### TASK INSTRUCTIONS:
**1.** In the excerpt on Rachaad White and Zyon McCollum, what percentage of the Bucs' running back carries did White account for?
**2.** Pick up the excerpt on Rachaad White and Zyon McCollum after its last sentence and write a few more sentences of it.

Rachaad White, Zyon McCollum Made Second-Year Leaps


Bill Barnwell’s research that takes into account not just the ages of each player on a team’s roster but also how much time they actually spent on the field shows the Bucs to have had the fourth-youngest offense, 13th-youngest defense (hey, we’re glad Lavonte David and Will Gholston were still around) and the eighth-youngest roster overall.

Two of the young players who contributed to that were 2022 draft picks Rachaad White and Zyon McCollum. White took over as the team’s Day One starter in the backfield and accounted for 75.6% of the Bucs’ running back carries while also getting 70 targets in the passing game. McCollum started nine games during the regular season to help the Bucs weather the storm during injuries to starting corners Carlton Davis and Jamel Dean, and when both Davis and Dean got healthy at the same time, he started working in a hybrid safety role.

Both White and McCollum clearly took that “Year Two Leap” that all NFL coaches hope to see from their promising young prospects. White fell just 10 yards shy of his first 1,000-yard rushing season and also finished fourth among all NFL running backs with 1,539 yards from scrimmage. This came after a rookie season in which he didn’t take the starting job from Leonard Fournette until midseason and topped out at 771 yards from scrimmage, less than half his Year Two total.

### RECORDS PROVIDED:
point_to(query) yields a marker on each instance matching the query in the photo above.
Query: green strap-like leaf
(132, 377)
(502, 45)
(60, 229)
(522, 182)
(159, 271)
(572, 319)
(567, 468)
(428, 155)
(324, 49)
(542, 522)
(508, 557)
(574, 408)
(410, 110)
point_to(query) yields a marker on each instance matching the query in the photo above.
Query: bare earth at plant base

### RESULTS FOR EACH TASK:
**1.** 75.6%

**2.**
“It was great to see him grow from a mental standpoint,” said Head Coach Todd Bowles a day after the Bucs’ 2023 run ended in Detroit. “He was always talented, physically. Being a running back is not just carrying the football and running and trying to find daylight. He’s got to know where the hole is before the hole opens. He’s got to know where the blocking is, he’s got to know how to pick up pressures. He runs pass routes; he does a lot of things.”

White didn’t make all of his growth during his first full NFL offseason. In fact, his rushing output early in the 2023 season was a bit of an issue for a Bucs offense that was trying to find its identity under new Offensive Coordinator Dave Canales. White took well to the tutelage of his position coach, Skip Peete, and became much more reliable as a runner as the season progressed.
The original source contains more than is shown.